(Data listing)
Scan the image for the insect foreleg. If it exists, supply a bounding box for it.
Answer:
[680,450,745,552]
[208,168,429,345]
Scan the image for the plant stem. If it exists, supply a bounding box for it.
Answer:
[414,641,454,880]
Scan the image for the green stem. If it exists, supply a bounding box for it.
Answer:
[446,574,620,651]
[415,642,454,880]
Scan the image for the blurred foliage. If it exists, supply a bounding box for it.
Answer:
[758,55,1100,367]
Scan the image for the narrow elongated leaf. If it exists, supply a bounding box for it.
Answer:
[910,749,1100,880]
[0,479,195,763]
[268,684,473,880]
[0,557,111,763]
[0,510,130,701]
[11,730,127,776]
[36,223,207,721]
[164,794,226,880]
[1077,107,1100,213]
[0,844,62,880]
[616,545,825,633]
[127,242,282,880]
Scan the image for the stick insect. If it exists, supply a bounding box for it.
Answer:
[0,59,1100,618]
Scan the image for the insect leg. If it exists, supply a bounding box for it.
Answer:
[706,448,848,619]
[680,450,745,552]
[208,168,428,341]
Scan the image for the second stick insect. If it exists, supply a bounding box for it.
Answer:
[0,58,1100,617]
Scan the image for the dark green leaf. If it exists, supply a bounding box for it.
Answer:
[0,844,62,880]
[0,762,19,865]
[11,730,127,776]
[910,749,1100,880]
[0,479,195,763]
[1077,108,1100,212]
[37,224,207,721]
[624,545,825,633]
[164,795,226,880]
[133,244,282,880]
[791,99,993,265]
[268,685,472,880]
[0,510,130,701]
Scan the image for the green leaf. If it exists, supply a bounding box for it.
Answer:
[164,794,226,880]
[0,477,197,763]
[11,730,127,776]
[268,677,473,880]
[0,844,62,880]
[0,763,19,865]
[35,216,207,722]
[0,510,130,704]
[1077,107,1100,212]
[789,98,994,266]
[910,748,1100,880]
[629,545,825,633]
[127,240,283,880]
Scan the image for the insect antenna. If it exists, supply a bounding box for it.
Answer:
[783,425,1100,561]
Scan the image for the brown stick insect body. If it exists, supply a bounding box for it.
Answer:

## Request
Copy all of the data above word for word, from the first line through the last.

## Response
Scan the image for the insect foreleg. If it exists, supply a bounding box for it.
Answer:
[680,450,745,552]
[208,168,429,345]
Scan the image for the plant stem. If it exists, supply a bounding box for it.
Answer:
[414,641,454,880]
Scan the image for the green stem. If it exists, supply a bounding box for it.
Answer:
[446,574,620,651]
[415,642,454,880]
Scan the image for the blurred foliage. If it exists, supply a bounding box for it.
Answer:
[758,55,1100,367]
Scan the image for the narrow elongated leaf. If it exists, supply a bounding box for it.
Answer:
[910,749,1100,880]
[0,479,195,763]
[268,684,473,880]
[0,557,111,763]
[0,510,130,701]
[11,730,127,776]
[36,223,207,721]
[164,794,226,880]
[1077,107,1100,213]
[0,844,62,880]
[616,545,825,633]
[127,242,282,880]
Scan the image for the stick insect. If it exists, supply a bounding box for it.
Answer:
[0,59,1100,618]
Scan the image for the insect leg. If it exists, supply a bounding box for it.
Answer:
[706,448,848,619]
[680,450,745,552]
[208,168,428,341]
Scan the image for the second stick insect. If it exists, supply a bounding box for it.
Answer:
[0,58,1100,617]
Scan the image for the dark green leaf. If it exists, supply a bounding box for it.
Answer:
[0,844,62,880]
[0,762,19,865]
[11,730,127,776]
[910,749,1100,880]
[0,479,195,763]
[1077,108,1100,212]
[37,224,207,721]
[624,545,825,633]
[164,795,226,880]
[133,244,282,880]
[791,99,993,265]
[268,685,472,880]
[0,510,130,701]
Scan the image for the green leaf. If it exists, supply a bounding box for it.
Answer:
[164,794,226,880]
[0,477,197,763]
[11,730,127,776]
[268,677,473,880]
[0,844,62,880]
[0,763,19,865]
[35,216,207,722]
[0,510,130,704]
[1077,107,1100,212]
[789,98,994,266]
[910,748,1100,880]
[629,545,825,633]
[127,240,283,880]
Scan the image for the insect antenna. If it exists, supply a bounding box for it.
Answer:
[783,425,1100,561]
Scan the image for the brown stick insect body. If it exists, supply a bounding box for it.
Answer:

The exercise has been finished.